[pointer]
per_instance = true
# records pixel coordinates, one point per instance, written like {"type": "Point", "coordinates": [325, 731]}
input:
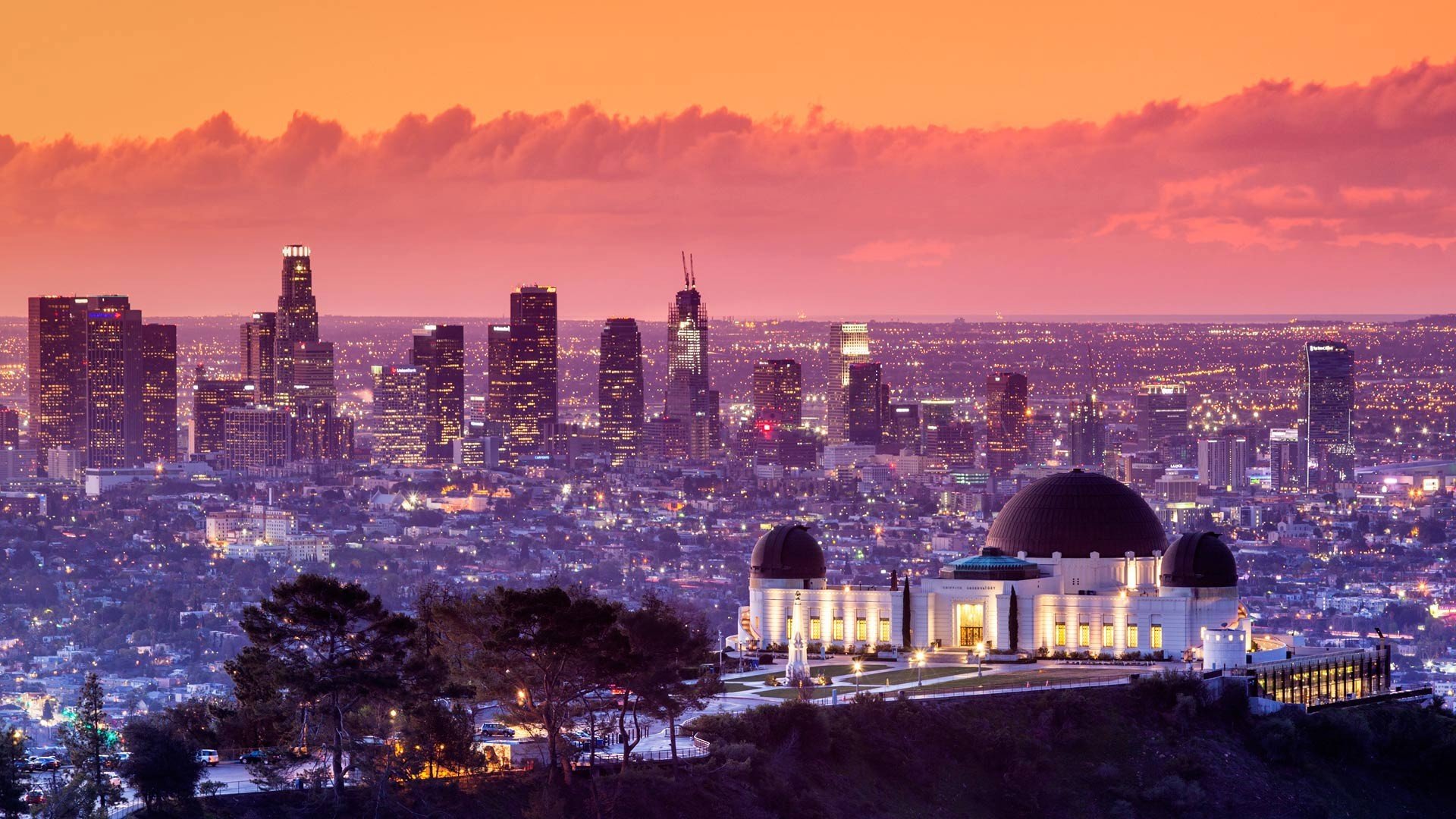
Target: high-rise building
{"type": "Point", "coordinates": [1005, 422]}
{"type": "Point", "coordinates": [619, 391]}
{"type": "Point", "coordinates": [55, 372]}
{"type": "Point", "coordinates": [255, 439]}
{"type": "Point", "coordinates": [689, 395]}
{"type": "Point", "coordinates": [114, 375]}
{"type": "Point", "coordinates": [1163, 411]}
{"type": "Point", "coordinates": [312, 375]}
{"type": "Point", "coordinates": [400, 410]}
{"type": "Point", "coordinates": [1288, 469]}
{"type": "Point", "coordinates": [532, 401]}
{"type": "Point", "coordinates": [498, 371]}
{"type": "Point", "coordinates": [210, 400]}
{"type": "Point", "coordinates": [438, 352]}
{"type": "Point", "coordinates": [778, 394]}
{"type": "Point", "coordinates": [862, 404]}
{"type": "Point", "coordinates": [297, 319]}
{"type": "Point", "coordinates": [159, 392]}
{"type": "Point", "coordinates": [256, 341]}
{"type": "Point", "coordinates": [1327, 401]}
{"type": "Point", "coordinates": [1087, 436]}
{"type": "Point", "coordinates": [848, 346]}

==

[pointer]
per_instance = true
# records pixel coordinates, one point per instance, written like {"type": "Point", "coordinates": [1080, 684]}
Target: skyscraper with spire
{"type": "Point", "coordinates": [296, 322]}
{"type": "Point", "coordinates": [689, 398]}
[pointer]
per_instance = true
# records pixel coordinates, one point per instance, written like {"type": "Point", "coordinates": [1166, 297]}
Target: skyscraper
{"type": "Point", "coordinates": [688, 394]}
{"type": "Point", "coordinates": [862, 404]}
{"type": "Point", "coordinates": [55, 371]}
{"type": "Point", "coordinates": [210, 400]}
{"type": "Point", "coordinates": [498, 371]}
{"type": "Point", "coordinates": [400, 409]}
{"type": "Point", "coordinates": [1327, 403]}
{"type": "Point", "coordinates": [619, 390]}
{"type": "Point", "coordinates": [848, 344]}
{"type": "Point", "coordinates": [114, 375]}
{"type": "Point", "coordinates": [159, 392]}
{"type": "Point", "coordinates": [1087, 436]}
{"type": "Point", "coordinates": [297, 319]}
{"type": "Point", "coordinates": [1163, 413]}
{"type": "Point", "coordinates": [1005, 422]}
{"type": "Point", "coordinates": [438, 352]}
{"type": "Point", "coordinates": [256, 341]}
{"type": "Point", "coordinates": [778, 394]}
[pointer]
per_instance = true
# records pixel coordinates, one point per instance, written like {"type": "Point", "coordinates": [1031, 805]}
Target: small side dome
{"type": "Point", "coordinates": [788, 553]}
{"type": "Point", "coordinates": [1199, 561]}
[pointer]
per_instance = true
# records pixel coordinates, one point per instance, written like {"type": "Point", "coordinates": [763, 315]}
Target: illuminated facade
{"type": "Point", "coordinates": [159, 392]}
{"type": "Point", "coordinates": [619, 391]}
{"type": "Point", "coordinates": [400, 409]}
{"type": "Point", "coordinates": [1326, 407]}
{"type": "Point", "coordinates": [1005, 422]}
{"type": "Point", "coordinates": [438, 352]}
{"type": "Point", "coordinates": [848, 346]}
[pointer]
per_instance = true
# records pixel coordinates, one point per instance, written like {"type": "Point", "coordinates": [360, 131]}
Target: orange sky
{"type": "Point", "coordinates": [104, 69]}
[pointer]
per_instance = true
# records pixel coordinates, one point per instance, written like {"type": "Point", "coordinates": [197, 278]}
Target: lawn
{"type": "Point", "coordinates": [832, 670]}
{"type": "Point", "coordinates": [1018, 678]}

◆ EXERCISE:
How many lines in the entries above contain the string "Target"? Case counts. Reply with the number only.

◆ TASK RESPONSE:
7